(Recorded data)
* * * * *
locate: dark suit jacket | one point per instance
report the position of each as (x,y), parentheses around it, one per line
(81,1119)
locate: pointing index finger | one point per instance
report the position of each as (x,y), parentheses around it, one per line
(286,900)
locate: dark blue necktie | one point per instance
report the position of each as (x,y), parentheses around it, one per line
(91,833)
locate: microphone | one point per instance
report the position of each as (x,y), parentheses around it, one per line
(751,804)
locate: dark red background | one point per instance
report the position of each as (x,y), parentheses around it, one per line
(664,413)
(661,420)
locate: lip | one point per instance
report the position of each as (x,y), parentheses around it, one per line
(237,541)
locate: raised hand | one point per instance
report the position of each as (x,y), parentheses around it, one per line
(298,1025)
* * * * *
_TASK DESCRIPTION_
Rewrite all of the rows above, replacing each occurrence of "one point per instance" with "a single point for each instance" and changing nothing else.

_FULL RESPONSE_
locate: dark suit jacket | a single point for each instance
report the position of each as (x,y), parentheses around it, one per line
(81,1119)
locate: pointing index finger | a single point for each instance
report the position of each as (x,y), parentheses around it, one per line
(286,900)
locate: dark blue necktie | a single point for each instance
report the position of each as (x,y), parentheses around it, one per line
(91,833)
locate: microphone | a single point for each instance
report the position of each as (x,y), parentheses around it, one per line
(751,804)
locate: dark red background | a single point for each instance
report the position of each as (x,y), parentheses around it, one per line
(664,413)
(661,420)
locate: lip | a single point for each instance
report the position of each as (x,y), parentheses around it, one per line
(237,541)
locate: raised hand | a single point for each instance
report the position of each as (x,y), parentheses around it, one per line
(298,1025)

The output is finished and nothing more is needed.